→ Texte du document:
À Montpeyroux, dans l’Hérault, le domaine Villa Dondona mène une parcelle de vermentino en pergola pour garder les grappes au frais. Retour sur près de vingt ans d’expérience.

Jo Lynch, vigneronne au domaine Villa Dondona, continue d'observer et de tirer les conclusions du mode de conduite en pergola.
Jo Lynch, vigneronne au domaine Villa Dondona, continue d'observer et de tirer les conclusions du mode de conduite en pergola.
© X. Delbecque

À la faveur du réchauffement climatique, de plus en plus de vignerons se lancent dans des essais de vignes en pergola. Mais si vous cherchez un véritable retour d’expérience, c’est au domaine Villa Dondona, à Montpeyroux, dans l’Hérault, qu’il faut aller. Un petit hectare de vermentino est ainsi conduit depuis presque vingt ans. « C’est l’une de nos nombreuses folies », plaisante Jo Lynch, qui exploite le domaine aux côtés d’André Suquet. L’objectif assumé de ce mode de conduite était dès le départ de mettre les grappes à l’ombre pour éviter les effets d’un soleil estival qui a toujours su être cuisant sur les contreforts du Larzac. « Nous voulions produire un blanc léger, floral, acidulé, et nous étions emballés par le vermentino, retrace la vigneronne. Mais pour qu’il apporte cette fraîcheur et ce peps, il faut que les baies gardent une belle couleur jade. Le choix de cet itinéraire technique était avant tout guidé par des considérations œnologiques. »

→ Enregistrements bruts:
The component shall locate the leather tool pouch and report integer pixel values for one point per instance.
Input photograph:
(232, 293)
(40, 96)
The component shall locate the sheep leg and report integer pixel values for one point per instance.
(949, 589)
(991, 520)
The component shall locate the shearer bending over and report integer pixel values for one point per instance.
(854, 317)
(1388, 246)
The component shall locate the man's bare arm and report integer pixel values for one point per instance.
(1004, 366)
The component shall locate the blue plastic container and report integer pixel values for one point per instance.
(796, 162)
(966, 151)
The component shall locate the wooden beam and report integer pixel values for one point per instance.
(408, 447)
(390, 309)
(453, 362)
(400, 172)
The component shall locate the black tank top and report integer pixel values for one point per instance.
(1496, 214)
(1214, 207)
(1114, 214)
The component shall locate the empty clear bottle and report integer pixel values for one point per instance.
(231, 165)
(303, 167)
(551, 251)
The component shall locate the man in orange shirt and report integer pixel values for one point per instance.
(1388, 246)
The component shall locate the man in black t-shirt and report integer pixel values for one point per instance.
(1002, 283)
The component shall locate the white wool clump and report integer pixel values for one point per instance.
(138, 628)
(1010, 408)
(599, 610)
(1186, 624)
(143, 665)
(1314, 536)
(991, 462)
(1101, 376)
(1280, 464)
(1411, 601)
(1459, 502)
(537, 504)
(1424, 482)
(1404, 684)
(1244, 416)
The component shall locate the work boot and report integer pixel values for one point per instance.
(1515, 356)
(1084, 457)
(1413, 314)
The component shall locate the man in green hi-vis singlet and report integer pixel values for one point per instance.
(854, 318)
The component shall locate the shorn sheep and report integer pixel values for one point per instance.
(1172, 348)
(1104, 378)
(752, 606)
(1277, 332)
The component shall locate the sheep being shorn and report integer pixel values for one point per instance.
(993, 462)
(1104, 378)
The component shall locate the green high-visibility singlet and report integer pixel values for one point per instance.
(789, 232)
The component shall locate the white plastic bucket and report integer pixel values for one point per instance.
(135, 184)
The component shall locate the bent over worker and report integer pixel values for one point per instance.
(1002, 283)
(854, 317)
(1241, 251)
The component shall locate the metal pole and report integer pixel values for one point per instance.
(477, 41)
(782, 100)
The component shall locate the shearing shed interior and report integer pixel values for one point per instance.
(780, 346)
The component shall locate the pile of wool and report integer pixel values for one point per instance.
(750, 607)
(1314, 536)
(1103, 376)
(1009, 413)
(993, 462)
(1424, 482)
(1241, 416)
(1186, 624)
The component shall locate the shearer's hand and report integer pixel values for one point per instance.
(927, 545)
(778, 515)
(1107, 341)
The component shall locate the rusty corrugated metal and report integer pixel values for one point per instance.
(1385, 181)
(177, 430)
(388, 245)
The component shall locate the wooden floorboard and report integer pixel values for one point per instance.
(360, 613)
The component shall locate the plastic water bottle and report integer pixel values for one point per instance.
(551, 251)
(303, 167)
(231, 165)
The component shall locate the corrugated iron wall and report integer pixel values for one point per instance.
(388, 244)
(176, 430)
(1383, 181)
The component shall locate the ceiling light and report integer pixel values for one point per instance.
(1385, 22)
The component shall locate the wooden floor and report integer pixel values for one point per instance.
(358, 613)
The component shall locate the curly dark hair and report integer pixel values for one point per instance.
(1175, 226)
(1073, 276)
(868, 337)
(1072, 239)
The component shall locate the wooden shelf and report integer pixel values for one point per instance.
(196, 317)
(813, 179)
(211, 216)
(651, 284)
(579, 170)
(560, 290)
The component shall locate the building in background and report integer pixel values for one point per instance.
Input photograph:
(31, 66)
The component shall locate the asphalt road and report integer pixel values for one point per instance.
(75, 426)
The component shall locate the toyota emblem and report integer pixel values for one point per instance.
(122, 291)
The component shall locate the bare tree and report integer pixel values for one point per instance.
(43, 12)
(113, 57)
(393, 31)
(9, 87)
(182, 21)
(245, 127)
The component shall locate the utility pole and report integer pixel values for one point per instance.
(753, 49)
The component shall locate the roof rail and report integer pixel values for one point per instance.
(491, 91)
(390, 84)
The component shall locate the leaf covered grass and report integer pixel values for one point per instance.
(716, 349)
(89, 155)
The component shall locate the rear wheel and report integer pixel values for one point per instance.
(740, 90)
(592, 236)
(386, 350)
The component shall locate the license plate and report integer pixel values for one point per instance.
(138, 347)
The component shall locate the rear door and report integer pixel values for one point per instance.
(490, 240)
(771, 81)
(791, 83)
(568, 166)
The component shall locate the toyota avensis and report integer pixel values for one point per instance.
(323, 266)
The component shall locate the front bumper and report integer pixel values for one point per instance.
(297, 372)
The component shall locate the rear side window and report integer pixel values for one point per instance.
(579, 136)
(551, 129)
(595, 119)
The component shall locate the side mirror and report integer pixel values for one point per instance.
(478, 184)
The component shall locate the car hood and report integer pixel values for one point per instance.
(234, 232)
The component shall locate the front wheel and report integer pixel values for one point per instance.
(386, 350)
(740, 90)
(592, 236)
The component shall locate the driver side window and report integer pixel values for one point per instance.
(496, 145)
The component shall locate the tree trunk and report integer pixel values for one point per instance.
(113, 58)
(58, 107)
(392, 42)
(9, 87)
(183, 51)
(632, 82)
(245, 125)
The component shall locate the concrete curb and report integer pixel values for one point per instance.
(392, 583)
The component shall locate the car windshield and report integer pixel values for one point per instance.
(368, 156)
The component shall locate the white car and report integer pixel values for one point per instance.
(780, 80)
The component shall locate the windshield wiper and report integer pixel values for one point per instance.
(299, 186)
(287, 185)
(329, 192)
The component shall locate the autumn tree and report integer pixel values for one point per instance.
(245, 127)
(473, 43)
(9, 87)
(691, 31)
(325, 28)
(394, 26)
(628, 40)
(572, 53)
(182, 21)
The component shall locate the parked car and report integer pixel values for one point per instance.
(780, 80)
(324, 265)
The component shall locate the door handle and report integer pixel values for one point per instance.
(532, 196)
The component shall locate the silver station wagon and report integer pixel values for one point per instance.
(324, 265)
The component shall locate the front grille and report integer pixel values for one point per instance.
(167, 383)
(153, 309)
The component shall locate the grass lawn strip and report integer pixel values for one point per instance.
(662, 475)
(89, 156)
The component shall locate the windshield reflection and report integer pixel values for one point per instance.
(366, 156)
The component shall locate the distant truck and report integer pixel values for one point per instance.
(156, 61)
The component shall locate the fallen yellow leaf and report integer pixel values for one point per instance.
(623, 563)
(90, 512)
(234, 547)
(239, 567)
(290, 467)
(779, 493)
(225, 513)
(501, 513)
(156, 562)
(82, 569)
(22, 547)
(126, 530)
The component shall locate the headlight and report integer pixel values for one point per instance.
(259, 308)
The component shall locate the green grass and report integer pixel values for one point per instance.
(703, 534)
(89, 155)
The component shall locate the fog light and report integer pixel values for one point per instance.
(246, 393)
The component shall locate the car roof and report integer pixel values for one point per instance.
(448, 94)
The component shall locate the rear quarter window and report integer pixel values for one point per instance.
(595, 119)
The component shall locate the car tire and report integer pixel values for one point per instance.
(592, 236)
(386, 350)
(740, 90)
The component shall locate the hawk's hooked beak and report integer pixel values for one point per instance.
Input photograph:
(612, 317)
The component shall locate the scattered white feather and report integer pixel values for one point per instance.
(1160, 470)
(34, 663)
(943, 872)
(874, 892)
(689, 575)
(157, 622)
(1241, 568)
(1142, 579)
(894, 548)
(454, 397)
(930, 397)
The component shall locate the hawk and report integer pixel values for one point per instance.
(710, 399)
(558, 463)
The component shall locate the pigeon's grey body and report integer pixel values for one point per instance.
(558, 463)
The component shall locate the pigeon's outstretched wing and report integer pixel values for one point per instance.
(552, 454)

→ Objectif 1:
Citez fidèlement le passage de l'article sur la pergola de Villa Dondona qui va de « À Montpeyroux, dans l’Hérault, le » jusqu'à « vingt ans d’expérience. ».
→ Objectif 2:
D'après l'article sur la pergola de Villa Dondona, avec qui Jo Lynch exploite-t-elle le domaine ?
→ Objectif 3:
Poursuivez l'article sur le vermentino en pergola de Villa Dondona à partir de sa dernière phrase.
Les enregistrements proviennent d'une autre source que le texte.

→ Résultat 1:
À Montpeyroux, dans l’Hérault, le domaine Villa Dondona mène une parcelle de vermentino en pergola pour garder les grappes au frais. Retour sur près de vingt ans d’expérience.

→ Résultat 2:
Avec André Suquet.

→ Résultat 3:
Des grappes moins dorées et moins chargées en sucre

André Suquet et Jo Lynch n’ont pas tout à fait reproduit le système de conduite en pergola employé traditionnellement en Italie et sur le pourtour méditerranéen. Leur conception consiste en des vignes plantées à 0,75 m d’intervalle avec un interrang de 1,90 m, établies en cordon de Royat sur un fil porteur à 1,50 m du sol. Les piquets en bois, installés tous les six pieds et hauts de deux mètres, supportent chacun une arche allant d’une rangée à l’autre. Et sur ces alignements d’arches courrent cinq fils pour porter la végétation de l’année. Ainsi, la tonnelle se reforme chaque campagne au fur et à mesure que la vigne pousse. « Une partie des rameaux prend place naturellement, et nous passons une journée trois à quatre fois par an, au moment de la croissance végétative, pour placer les récalcitrants sur le fil, explique Jo Lynch. Le balai est encore le meilleur outil pour cela ! »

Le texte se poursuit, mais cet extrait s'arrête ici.